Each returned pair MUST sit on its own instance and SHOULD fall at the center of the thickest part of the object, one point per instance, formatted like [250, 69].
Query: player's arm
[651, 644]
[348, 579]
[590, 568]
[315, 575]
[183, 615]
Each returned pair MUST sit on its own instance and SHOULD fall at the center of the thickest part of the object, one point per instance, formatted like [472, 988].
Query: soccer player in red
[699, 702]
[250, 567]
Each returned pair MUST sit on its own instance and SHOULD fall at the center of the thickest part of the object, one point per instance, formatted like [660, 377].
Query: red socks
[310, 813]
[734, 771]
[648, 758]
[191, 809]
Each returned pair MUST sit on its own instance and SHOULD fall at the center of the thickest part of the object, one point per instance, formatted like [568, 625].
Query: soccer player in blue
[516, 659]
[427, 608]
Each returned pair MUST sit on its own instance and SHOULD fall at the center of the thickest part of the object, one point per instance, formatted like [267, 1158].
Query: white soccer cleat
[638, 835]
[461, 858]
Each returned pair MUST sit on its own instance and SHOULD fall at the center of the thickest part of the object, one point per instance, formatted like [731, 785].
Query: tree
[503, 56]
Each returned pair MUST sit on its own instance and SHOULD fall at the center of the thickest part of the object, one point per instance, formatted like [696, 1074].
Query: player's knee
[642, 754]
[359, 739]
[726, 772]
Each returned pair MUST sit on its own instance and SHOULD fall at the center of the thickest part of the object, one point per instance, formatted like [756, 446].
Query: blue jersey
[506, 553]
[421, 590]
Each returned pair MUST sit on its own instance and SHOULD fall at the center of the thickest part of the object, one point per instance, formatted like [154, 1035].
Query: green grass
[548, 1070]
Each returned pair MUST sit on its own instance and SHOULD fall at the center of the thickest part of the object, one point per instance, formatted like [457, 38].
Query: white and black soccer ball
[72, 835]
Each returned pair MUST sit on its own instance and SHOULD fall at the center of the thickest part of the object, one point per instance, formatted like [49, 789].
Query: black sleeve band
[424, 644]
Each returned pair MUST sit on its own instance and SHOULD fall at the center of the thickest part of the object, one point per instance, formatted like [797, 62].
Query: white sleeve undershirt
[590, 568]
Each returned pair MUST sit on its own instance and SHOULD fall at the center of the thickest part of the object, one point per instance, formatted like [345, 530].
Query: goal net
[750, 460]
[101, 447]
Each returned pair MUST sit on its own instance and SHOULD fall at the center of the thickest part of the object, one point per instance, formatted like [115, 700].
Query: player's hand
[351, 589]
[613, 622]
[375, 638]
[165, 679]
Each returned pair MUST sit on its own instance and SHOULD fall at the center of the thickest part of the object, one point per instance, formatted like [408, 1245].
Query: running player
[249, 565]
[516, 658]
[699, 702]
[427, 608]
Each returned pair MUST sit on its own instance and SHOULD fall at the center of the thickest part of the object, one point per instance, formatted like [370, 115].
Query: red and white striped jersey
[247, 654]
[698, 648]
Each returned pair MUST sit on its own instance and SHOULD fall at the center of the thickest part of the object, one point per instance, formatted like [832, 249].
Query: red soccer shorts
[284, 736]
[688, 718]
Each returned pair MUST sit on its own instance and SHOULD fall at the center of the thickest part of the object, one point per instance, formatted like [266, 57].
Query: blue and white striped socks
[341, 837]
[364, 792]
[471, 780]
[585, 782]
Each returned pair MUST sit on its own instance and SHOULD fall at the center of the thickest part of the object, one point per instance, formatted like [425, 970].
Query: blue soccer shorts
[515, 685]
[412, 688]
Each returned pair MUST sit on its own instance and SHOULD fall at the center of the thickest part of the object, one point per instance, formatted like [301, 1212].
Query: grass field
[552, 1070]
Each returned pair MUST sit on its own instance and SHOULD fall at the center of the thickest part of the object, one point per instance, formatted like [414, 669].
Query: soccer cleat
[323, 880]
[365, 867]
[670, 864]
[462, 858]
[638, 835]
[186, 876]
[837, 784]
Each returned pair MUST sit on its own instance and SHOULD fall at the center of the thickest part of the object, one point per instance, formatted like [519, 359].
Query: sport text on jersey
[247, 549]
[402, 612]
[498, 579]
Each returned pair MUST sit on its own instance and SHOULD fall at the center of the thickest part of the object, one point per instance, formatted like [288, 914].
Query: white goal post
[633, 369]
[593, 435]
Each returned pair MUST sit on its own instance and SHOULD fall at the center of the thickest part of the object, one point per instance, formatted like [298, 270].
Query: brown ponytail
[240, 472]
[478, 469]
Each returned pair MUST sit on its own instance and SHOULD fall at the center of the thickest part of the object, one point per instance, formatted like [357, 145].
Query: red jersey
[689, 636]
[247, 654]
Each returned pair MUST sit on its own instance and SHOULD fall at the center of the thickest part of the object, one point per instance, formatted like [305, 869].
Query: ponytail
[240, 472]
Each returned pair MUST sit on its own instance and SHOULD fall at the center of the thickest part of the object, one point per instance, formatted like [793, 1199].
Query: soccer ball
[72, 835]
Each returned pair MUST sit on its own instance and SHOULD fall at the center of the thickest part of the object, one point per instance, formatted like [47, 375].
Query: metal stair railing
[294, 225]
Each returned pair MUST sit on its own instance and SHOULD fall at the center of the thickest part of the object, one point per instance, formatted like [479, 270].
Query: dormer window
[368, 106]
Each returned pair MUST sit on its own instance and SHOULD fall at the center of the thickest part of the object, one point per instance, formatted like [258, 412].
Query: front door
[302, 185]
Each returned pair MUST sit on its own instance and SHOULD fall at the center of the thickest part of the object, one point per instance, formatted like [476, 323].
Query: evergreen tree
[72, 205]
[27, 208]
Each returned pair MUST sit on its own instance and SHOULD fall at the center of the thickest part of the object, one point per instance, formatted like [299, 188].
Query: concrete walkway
● ● ● ● ●
What to produce: Give back exactly the lines above, from the line containing "like [660, 377]." through the line containing "like [457, 38].", with both end lines and nothing more.

Answer section:
Each returned pair MUST sit on its own instance and SHOULD fall at the center of the thickest part of the object, one point per instance, formatted like [660, 377].
Query: red socks
[310, 813]
[734, 771]
[648, 758]
[191, 809]
Each returned pair MUST sit on its own instance and SHOULD fall at the center of the thickest part of the object, one point per instance, formatted like [568, 625].
Query: soccer player in blue
[516, 659]
[427, 608]
Each returned pair MUST sit on its own instance and SHOULD fall at the center of the thickest part of the object, one point per instance, formatted like [267, 1158].
Query: white soccer cleat
[638, 835]
[461, 858]
Each returned pair MUST sit on its own instance and SHOULD fall at the center of the thickest part of the object, one point per instance, formatted like [731, 785].
Query: tree
[503, 56]
Each returned pair MUST sit on its own instance and SHOULD fall at the center of the thickest part of the object, one point per instance, formatted like [696, 1074].
Query: player's knee
[642, 754]
[359, 739]
[726, 772]
Each returned pair MUST sit on its own instance and SHOULD fall at the center of the thickest part of the object, one point per instance, formatted like [756, 446].
Query: blue jersey
[506, 553]
[421, 590]
Each returned pair MUST sit on its own instance and SHOULD fall at the center of the thickest part of the object, one point per instance, formatted like [154, 1035].
Query: green grass
[548, 1070]
Each returned pair MUST sit on its own instance and SHOULD fall at the center of the thickest part of the object, one point per instance, formatted like [457, 38].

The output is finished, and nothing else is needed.